Source extract section start

By contrast, the unknown artist of this relief has chosen to focus on the episode that comes next. This is the moment shortly before the drunken Lot copulates with his virgin daughters and impregnates them; a theme that was depicted only occasionally before 1500. The composition is based on an engraving by Lucas van Leyden from 1530 who, for the first time, added a blatantly erotic dimension and relegated Sodom bursting into flames and Lot’s frozen wife to the background.

By focussing on this point in the narrative, the artist plays with the ambivalence of the sinfulness of the story. Did Lot really not know what he was doing that night, and were the daughters really not driven by their lust, but only by the desire for motherhood and the perpetuation of the family line? Those to whom they were betrothed had died in Sodom, and since Lot also fled with them from the nearby small town of Zoar, they are now isolated from the outside world in the mountain cave. By a nuanced moving between the depicted events of the biblical story and the profane, typically Northern, topos of the ‘Power of Women’ (heroic or wise men dominated by women and their erotic power) and the ‘Unequal Couple’ (love between a couple with a large age gap, usually old men and young girls), the viewer seems to find answers.

In this work, the nameless daughters are presented as active and scheming seductresses. As one daughter, already naked, submits to her father's lustful gaze, she unobtrusively holds out a bowl to her sister so that she can refill it with wine.

But Lot is also given a share of the blame for the incestuous union in this composition. Also naked, sitting upright, and caressing his daughter as he fixes her with a lustful gaze, he seems to be in a state in which, despite his drunkenness, he could have prevented the situation instead of indulging in it.

Source extract section end
Given data section start

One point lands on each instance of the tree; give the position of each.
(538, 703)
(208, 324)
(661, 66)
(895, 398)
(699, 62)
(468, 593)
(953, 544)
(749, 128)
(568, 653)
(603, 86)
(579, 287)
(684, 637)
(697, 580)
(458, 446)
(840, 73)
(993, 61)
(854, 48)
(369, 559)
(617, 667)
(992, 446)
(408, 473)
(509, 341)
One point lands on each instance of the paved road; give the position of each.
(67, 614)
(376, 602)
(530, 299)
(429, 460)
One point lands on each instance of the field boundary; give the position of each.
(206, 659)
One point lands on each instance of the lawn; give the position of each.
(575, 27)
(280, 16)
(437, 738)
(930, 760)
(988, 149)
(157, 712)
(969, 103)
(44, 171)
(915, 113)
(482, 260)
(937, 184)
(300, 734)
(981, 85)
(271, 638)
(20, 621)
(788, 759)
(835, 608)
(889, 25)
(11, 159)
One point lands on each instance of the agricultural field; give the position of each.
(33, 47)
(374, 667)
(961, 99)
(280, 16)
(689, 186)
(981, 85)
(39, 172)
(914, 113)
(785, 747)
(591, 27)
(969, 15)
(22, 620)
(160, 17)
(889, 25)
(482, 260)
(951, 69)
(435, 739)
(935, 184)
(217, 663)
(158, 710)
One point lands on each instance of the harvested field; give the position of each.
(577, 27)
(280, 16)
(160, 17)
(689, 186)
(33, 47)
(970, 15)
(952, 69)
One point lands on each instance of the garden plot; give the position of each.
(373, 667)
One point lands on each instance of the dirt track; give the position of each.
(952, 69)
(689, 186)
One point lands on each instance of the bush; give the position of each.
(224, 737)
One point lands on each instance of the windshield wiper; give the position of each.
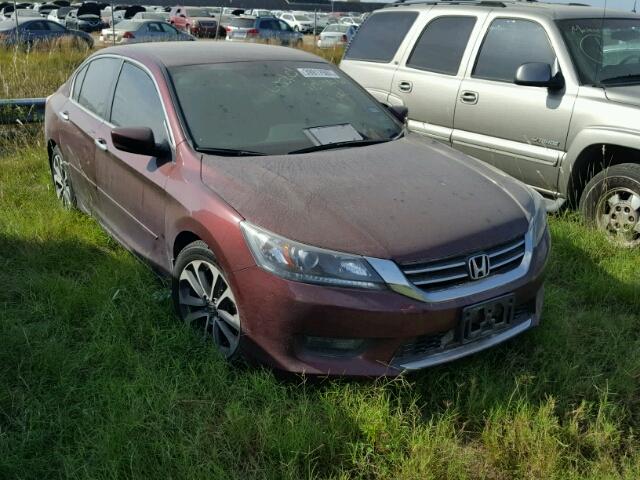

Given data section end

Could you continue the text on the Lot and his daughters relief from where it stops?

See full exhibition for Genesis 19:30–38

Genesis 19:30–38

Revised Standard Version

30 Now Lot went up out of Zoʹar, and dwelt in the hills with his two daughters, for he was afraid to dwell in Zoʹar; so he dwelt in a cave with his two daughters. 31And the first-born said to the younger, “Our father is old, and there is not a man on earth to come in to us after the manner of all the earth. 32Come, let us make our father drink wine, and we will lie with him, that we may preserve offspring through our father.” 33So they made their father drink wine that night; and the first-born went in, and lay with her father; he did not know when she lay down or when she arose. 34And on the next day, the first-born said to the younger, “Behold, I lay last night with my father; let us make him drink wine tonight also; then you go in and lie with him, that we may preserve offspring through our father.” 35So they made their father drink wine that night also; and the younger arose, and lay with him; and he did not know when she lay down or when she arose. 36Thus both the daughters of Lot were with child by their father. 37The first-born bore a son, and called his name Moab; he is the father of the Moabites to this day. 38The younger also bore a son, and called his name Ben-ammi; he is the father of the Ammonites to this day.